Records for identifying positions:
◆ ◆ ◆ ◆ ◆ ◆ ◆

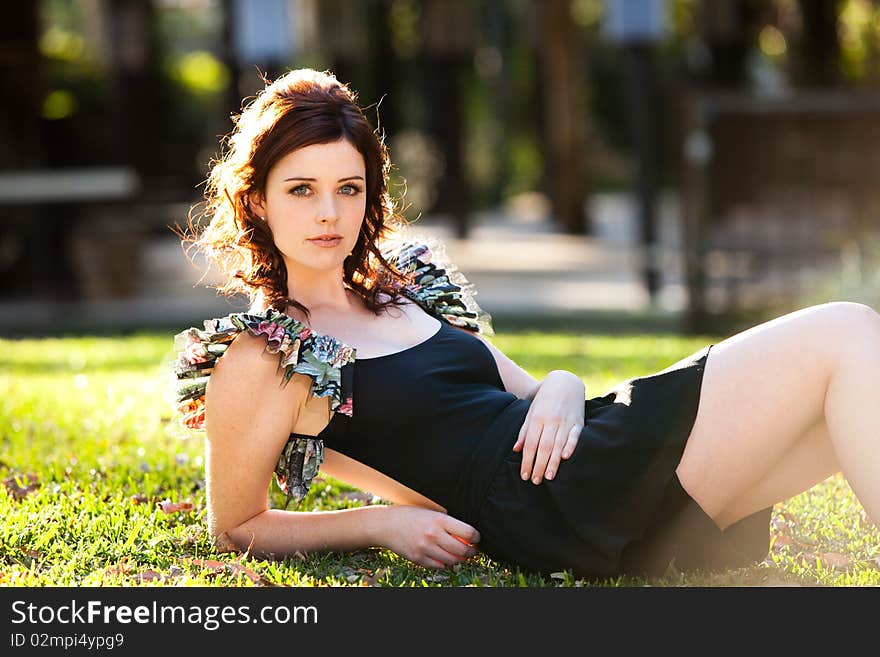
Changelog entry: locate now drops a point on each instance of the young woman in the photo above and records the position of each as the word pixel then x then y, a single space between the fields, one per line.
pixel 365 355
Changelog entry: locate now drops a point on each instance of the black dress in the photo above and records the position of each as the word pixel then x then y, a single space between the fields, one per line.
pixel 436 418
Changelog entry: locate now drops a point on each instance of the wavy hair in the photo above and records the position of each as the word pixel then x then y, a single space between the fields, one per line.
pixel 302 108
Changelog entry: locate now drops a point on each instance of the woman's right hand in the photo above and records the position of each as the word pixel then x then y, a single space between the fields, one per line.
pixel 429 538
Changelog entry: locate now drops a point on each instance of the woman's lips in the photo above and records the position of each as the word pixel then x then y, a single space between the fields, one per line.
pixel 327 244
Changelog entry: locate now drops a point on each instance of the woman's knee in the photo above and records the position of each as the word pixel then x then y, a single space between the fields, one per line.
pixel 856 328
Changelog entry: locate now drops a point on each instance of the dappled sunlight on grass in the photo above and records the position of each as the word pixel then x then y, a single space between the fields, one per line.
pixel 100 488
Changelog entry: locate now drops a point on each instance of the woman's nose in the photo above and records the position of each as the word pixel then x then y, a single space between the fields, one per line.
pixel 327 210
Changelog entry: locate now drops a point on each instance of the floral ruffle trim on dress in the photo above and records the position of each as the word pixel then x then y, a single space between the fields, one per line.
pixel 438 286
pixel 300 350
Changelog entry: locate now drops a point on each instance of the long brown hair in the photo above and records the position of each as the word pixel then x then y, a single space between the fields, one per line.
pixel 301 108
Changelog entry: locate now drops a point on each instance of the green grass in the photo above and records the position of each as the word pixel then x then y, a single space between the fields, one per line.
pixel 88 454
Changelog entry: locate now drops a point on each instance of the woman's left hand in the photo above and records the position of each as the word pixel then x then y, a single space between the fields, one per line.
pixel 552 425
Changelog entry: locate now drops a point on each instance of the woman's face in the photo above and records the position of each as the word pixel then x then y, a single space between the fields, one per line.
pixel 314 192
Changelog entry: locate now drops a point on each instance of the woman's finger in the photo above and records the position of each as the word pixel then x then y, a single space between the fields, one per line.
pixel 573 437
pixel 545 449
pixel 558 447
pixel 530 447
pixel 520 439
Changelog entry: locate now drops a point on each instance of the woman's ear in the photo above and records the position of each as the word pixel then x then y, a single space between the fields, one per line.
pixel 256 205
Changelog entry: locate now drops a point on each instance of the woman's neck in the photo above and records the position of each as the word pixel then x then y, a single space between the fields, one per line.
pixel 319 291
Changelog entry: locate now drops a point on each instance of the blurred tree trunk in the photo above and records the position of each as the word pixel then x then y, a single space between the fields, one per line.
pixel 818 53
pixel 383 66
pixel 728 29
pixel 562 55
pixel 135 84
pixel 21 87
pixel 447 30
pixel 22 145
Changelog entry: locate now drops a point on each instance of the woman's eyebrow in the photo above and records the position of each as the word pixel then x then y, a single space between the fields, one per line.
pixel 315 179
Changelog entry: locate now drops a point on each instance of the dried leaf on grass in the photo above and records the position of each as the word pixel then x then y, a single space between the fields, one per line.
pixel 168 506
pixel 832 560
pixel 21 485
pixel 220 567
pixel 126 569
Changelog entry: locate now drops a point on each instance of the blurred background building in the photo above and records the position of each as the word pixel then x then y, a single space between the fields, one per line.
pixel 696 161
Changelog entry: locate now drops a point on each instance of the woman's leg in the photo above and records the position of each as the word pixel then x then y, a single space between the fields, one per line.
pixel 784 405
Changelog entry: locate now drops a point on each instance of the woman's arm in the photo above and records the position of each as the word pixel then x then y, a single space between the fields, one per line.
pixel 515 378
pixel 555 418
pixel 248 417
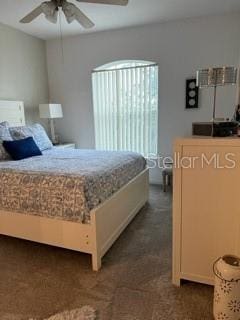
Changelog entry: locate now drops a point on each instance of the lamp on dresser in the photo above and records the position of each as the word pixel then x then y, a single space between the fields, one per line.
pixel 51 111
pixel 215 77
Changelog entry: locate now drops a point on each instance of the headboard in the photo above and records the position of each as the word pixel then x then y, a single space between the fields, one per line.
pixel 13 112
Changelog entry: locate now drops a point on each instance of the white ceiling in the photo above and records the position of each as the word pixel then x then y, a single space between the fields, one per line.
pixel 105 17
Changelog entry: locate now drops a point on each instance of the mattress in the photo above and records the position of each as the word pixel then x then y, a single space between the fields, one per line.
pixel 65 183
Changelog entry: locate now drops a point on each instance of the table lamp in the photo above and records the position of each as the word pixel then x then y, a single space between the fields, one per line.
pixel 215 77
pixel 51 111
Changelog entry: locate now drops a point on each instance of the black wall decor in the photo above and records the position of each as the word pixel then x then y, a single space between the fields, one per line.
pixel 191 94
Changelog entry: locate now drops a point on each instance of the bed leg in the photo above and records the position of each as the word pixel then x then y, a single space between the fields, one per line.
pixel 96 262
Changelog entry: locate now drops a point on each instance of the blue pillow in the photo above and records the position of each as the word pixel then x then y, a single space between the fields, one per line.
pixel 22 149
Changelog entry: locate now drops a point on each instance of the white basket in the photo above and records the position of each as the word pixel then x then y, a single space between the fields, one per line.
pixel 227 288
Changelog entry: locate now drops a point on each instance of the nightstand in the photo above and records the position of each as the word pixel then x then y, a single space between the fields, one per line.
pixel 66 146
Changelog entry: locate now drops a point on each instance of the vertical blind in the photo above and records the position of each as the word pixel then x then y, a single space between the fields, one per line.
pixel 126 109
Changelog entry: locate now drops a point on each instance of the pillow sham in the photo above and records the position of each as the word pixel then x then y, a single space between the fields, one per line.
pixel 36 131
pixel 22 149
pixel 4 135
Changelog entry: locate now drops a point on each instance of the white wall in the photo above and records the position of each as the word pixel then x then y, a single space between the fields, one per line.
pixel 23 70
pixel 180 48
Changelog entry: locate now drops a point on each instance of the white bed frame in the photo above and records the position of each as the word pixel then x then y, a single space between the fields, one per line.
pixel 107 221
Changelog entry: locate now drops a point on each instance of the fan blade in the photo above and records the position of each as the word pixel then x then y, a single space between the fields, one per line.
pixel 73 13
pixel 32 15
pixel 111 2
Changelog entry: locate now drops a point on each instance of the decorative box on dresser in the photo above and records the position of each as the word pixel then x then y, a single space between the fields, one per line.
pixel 206 206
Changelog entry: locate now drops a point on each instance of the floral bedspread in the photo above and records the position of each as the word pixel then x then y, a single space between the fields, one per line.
pixel 65 183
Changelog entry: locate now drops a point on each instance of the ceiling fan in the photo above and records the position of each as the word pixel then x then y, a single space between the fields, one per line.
pixel 72 12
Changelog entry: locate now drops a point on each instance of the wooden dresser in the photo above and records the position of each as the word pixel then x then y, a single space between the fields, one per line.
pixel 206 205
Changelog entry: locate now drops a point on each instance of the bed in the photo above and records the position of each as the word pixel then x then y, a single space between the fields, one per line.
pixel 114 185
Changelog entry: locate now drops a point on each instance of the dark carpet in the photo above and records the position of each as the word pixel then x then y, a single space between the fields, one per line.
pixel 134 283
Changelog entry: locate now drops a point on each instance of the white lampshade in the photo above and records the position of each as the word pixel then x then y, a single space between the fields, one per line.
pixel 50 111
pixel 216 77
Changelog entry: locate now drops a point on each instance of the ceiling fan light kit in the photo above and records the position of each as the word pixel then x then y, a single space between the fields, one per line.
pixel 71 11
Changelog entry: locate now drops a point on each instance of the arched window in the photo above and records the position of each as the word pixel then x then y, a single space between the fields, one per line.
pixel 125 97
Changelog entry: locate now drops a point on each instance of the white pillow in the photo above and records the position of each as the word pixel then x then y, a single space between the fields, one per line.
pixel 36 131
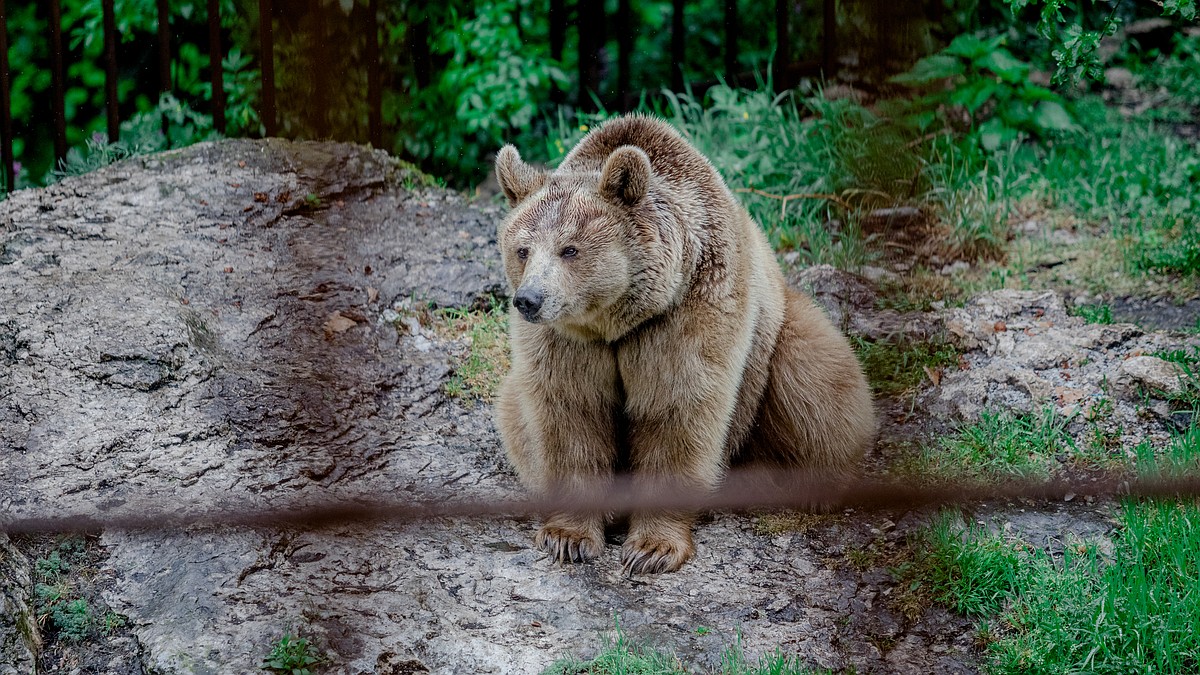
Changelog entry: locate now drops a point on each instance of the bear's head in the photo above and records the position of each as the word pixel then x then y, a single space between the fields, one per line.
pixel 583 250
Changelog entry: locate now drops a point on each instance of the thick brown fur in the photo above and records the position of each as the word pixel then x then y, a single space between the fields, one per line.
pixel 655 333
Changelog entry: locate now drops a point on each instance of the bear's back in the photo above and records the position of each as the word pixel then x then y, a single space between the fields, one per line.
pixel 672 157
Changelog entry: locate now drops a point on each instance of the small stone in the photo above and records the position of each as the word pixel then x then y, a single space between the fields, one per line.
pixel 1150 372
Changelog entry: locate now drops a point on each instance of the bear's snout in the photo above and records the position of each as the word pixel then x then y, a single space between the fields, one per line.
pixel 528 302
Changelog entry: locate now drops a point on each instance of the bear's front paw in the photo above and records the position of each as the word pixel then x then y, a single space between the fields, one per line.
pixel 571 539
pixel 653 554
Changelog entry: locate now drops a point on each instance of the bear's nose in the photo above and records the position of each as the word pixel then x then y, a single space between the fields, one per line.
pixel 528 302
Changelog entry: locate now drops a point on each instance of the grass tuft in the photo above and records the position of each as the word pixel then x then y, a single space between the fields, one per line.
pixel 483 364
pixel 898 368
pixel 999 446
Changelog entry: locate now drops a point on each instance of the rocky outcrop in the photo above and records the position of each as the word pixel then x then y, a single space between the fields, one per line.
pixel 216 328
pixel 231 326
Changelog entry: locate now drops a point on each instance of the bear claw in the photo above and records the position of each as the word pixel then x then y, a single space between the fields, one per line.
pixel 565 544
pixel 648 556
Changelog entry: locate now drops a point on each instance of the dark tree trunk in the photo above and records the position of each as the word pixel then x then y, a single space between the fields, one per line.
pixel 114 121
pixel 678 45
pixel 592 39
pixel 419 47
pixel 375 95
pixel 6 153
pixel 216 70
pixel 829 42
pixel 319 114
pixel 267 46
pixel 624 51
pixel 557 39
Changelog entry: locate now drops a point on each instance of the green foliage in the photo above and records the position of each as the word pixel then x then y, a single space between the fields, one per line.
pixel 961 567
pixel 55 596
pixel 84 85
pixel 1075 48
pixel 972 191
pixel 621 656
pixel 141 135
pixel 991 88
pixel 1133 615
pixel 492 83
pixel 898 368
pixel 1179 72
pixel 999 446
pixel 1132 610
pixel 1095 314
pixel 479 369
pixel 292 655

◆ ◆ ◆ ◆ ◆ ◆ ◆

WHAT IS NEEDED: Starting at the line that has "the black wall" and stopping after the line that has "pixel 66 146", write out every line again, requests included. Add -133 to each x and y coordinate in the answers.

RESULT:
Changelog entry: locate now drops a point on each instance of the black wall decor in the photo above and records the position of each as the word pixel then x then y, a single space between the fields, one per line.
pixel 58 -39
Changelog entry: locate now drops a point on each instance of the bed leg in the photo above and records the position of each as the word pixel then x then y, a single space between the fields, one per line.
pixel -37 129
Changelog entry: locate now drops a point on each instance of the blue pillow in the photo above and records the position of each as the word pixel then x then y, a single space between the fields, one per line.
pixel -111 16
Changelog entry: locate now drops a point on each instance of the white basket in the photo above and records the position of each as the word pixel then x then y, a single space between the fields, one per line.
pixel 94 155
Changelog entry: locate now drops a point on each instance of the nightstand in the photo above and records the position of each as the word pixel then x then y, a single space between the fields, one per line.
pixel -67 13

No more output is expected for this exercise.